DOCUMENTO:
———

De fato, a maior parte dos veículos condenados pelo sistema era de
utilitários esporte e picapes, com a lista encabeçada pelo Ford
Explorer, seguido por Ford F-150, Jeep Grand Cherokee,
Dodge Caravan/Grand Caravan (minivan), Jeep Cherokee, Chevrolet
Blazer e Chevrolet C-1500 (picape). O carro mais adquirido por meio
do plano foi o Toyota Corolla, seguido de Honda Civic, Toyota Camry,
Ford Focus, Hyundai Elantra e Nissan Versa (nosso Tiida). Só em
décimo lugar surge um utilitário, mesmo assim compacto, o Ford
Escape.
Mas algumas questões ficaram no ar.
Primeira: apesar do crescimento de vendas do mercado como um todo
durante a vigência do plano, os fabricantes norte-americanos não
foram os mais beneficiados por ele. Um estudo da Universidade de
Michigan apontou que, enquanto General Motors, Ford e Chrysler
produziram 85% dos carros entregues em troca, foram responsáveis por
apenas 39% dos novos veículos adquiridos. Já as marcas japonesas
Toyota, Honda e Nissan, que representavam só 8% das "tranqueiras",
participaram de 41% das vendas efetuadas. Além disso, parece natural
que um programa como esse faça antecipar a compra de muitos que já
pretendiam adquirir um novo carro, de modo que ao fim do estímulo as
vendas tendem a ser mais baixas do que na ausência do plano.
Segunda: sob o aspecto ambiental, tão alardeado pelo governo, é
difícil justificar que carros ainda em boas condições de uso sejam
inutilizados e condenados ao sucateamento. Repare no contra-senso:
abrevia-se a vida útil de um bem durável, que consumiu recursos para
ser fabricado, apenas para que um novo — produzido com mais uso
desses recursos — seja colocado na garagem que ele ocupava. Seria
mais razoável se apenas "latas velhas" tivessem esse fim, mas US$
4.500 compram bons carros nos EUA, como modelos médios e até de luxo
ao redor do modelo 2000. Por esse ângulo, talvez o governo fizesse
uso mais nobre se criasse um sistema de destinação desses carros a
outros países.

———

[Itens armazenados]
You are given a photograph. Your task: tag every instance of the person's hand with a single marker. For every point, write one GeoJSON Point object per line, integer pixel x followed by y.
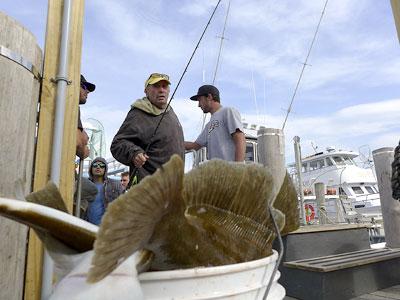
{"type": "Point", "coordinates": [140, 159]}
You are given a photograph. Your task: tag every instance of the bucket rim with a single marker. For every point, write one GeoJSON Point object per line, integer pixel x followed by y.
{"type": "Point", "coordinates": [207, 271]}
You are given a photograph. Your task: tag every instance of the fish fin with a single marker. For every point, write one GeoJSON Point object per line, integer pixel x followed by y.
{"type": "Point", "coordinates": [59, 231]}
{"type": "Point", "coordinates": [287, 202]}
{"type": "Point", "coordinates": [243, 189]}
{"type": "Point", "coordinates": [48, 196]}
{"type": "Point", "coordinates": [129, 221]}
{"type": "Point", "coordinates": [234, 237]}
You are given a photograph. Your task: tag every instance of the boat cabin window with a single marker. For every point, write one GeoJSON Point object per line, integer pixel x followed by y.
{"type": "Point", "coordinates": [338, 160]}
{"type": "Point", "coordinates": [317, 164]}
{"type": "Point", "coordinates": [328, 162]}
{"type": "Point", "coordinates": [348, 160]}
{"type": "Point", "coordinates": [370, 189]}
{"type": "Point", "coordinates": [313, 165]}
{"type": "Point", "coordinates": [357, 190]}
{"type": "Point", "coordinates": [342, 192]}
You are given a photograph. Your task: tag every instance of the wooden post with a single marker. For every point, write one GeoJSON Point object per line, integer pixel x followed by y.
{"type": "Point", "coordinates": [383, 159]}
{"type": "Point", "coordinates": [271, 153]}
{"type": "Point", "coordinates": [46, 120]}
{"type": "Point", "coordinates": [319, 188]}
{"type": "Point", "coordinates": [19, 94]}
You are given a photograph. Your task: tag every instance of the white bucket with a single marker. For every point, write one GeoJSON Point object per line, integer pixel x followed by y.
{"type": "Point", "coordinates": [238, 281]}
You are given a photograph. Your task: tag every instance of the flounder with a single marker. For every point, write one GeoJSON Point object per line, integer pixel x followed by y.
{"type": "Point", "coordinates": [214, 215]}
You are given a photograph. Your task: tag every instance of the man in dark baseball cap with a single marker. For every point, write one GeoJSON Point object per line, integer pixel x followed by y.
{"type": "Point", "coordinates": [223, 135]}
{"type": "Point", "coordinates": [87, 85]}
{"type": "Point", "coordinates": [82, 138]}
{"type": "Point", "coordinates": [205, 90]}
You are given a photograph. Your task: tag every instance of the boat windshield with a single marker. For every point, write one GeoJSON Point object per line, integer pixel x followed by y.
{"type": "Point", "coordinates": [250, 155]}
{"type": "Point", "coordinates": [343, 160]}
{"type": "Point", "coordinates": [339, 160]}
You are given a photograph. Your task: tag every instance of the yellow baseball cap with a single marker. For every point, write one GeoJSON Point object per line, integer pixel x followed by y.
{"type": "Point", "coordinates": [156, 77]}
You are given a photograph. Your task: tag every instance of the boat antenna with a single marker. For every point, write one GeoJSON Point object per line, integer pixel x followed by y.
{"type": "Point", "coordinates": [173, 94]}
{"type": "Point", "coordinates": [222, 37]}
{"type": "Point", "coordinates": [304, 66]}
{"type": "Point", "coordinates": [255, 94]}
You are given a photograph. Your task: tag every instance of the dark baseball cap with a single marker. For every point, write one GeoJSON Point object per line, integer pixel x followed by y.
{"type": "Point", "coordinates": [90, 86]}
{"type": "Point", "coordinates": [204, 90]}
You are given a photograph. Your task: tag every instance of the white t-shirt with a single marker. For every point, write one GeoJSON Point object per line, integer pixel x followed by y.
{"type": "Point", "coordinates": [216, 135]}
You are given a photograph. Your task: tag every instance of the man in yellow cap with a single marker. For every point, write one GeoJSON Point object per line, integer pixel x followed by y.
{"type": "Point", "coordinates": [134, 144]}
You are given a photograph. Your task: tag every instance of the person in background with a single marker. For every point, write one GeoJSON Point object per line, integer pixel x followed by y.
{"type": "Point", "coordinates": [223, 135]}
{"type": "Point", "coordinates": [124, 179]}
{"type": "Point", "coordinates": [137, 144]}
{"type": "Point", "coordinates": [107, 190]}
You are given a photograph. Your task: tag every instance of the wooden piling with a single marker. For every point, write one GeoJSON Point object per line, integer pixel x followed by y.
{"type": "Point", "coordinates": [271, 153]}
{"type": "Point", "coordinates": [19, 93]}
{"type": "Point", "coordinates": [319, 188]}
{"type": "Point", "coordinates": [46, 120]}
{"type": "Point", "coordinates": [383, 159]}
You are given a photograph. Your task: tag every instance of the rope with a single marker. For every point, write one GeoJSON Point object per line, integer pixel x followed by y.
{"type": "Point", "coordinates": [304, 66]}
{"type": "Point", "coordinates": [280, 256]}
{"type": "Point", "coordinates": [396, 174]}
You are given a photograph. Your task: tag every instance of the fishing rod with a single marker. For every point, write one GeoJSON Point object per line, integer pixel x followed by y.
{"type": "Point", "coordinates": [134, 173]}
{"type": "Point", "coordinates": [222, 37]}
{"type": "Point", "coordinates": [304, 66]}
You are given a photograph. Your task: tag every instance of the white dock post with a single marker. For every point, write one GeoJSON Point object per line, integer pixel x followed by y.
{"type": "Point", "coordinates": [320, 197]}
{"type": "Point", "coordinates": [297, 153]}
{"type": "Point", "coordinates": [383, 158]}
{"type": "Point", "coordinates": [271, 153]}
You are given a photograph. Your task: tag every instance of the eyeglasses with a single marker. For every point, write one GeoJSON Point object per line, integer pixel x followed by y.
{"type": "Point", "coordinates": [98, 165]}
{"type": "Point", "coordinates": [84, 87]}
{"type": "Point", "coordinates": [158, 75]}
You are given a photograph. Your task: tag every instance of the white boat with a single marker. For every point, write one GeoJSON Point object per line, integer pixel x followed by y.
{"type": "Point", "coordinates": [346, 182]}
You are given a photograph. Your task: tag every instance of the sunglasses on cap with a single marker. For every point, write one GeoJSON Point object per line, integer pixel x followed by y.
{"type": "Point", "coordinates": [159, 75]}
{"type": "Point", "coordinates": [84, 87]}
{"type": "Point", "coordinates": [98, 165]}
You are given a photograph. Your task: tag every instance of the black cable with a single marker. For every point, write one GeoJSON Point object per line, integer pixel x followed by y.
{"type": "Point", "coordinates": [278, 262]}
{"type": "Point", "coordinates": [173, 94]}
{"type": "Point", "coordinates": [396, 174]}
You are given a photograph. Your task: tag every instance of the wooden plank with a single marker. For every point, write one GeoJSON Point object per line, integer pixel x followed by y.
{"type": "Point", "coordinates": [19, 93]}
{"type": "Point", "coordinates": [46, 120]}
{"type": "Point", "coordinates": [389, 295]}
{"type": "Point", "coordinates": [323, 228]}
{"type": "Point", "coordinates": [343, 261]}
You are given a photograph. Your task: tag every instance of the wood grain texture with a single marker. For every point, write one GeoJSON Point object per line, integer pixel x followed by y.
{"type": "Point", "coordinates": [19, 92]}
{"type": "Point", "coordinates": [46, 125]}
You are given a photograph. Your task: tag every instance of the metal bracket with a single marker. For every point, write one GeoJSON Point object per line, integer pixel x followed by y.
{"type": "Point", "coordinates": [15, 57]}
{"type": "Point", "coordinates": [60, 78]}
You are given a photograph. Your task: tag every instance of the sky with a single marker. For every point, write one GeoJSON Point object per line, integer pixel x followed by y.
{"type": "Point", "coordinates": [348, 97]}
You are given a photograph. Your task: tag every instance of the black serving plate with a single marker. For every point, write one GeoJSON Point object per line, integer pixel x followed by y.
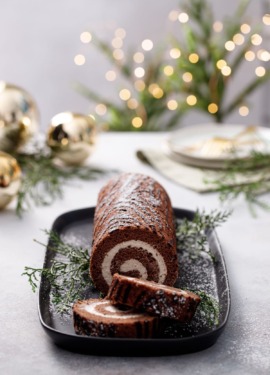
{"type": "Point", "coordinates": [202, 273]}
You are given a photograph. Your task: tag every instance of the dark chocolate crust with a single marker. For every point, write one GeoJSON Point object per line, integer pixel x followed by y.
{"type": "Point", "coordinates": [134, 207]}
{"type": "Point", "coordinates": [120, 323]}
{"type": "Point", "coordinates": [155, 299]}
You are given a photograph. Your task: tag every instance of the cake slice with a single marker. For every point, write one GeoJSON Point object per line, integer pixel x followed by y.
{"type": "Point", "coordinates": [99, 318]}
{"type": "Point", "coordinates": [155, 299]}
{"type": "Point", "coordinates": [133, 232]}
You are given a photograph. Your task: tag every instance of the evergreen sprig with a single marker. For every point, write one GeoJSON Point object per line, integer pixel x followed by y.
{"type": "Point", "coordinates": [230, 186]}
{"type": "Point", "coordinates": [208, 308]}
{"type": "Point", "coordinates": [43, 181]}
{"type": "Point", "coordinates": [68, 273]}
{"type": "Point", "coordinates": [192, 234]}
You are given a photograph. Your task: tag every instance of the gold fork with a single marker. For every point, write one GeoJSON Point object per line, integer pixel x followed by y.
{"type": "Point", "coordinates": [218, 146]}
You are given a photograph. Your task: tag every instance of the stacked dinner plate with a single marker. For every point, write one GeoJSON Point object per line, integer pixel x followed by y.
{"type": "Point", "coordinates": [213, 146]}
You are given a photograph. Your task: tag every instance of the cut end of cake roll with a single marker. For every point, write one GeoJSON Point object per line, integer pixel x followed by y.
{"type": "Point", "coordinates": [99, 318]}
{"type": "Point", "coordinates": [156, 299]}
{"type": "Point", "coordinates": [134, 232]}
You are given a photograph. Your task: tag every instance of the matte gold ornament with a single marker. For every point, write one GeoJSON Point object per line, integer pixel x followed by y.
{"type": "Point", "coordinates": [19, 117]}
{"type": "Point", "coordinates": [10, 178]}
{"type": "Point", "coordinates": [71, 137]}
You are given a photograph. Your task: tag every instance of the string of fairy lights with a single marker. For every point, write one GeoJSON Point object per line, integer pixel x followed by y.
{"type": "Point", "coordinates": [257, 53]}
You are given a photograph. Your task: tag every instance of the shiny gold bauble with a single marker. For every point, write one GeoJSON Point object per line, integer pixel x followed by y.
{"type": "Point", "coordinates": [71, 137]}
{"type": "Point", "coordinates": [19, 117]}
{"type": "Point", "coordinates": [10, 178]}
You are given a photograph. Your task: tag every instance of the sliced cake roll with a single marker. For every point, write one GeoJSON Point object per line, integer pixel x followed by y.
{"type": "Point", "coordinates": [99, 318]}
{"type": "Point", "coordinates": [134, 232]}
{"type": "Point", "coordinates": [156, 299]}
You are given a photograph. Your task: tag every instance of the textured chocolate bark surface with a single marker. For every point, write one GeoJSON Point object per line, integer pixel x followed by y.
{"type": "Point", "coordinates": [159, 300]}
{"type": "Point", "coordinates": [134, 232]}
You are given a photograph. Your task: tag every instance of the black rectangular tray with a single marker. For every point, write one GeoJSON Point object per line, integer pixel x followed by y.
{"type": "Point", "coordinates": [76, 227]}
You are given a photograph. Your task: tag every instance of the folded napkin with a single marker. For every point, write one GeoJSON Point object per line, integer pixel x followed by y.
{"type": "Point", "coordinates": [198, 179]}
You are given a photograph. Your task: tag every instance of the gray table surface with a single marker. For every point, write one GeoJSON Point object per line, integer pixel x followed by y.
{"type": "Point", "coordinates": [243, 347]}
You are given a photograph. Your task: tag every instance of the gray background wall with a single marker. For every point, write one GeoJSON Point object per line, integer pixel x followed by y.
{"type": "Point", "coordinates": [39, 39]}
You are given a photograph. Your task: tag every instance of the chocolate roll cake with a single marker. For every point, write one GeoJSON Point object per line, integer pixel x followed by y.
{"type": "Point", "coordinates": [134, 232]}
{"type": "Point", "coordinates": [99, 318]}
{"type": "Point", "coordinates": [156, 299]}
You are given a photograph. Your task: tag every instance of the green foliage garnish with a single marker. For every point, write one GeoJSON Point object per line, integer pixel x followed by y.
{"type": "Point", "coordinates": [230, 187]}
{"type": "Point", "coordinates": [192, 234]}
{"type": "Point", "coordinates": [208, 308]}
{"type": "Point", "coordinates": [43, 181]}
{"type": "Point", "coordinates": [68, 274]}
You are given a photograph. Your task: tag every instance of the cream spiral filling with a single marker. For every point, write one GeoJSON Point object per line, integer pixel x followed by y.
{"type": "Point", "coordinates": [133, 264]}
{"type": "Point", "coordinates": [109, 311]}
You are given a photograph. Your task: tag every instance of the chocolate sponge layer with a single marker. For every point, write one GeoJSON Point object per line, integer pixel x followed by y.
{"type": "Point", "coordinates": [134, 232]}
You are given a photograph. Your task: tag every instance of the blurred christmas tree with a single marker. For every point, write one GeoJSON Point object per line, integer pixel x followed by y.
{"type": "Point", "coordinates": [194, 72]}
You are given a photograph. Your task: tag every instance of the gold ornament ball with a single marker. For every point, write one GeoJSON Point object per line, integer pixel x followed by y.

———

EXERCÍCIO PROPOSTO A: Segundo o texto sobre o plano de troca de carros velhos nos EUA, qual foi o carro mais comprado por meio do plano?
EXERCÍCIO PROPOSTO B: Prossiga com o texto sobre o plano de troca de carros velhos nos EUA a partir do ponto em que ele termina.

RESPOSTA ESCRITA A: O Toyota Corolla.

RESPOSTA ESCRITA B:
Declan McCullagh, da Duke University, considera que a fabricação e o
transporte de um carro emitem de três a 12 toneladas de CO2 até que
ele chegue às mãos do comprador. Assim, com a redução de emissão
pelos veículos trocados dentro do programa, o novo carro deveria ser
usado por cinco anos e meio, em média, ou até nove anos no caso de
utilitários para que aquela emissão se anulasse. E, pensando em
maiores proporções, a substituição de 200, 400 ou mesmo 700 mil
carros por outros com menores emissões pouco representa em uma frota
como a norte-americana, de mais de 250 milhões de veículos.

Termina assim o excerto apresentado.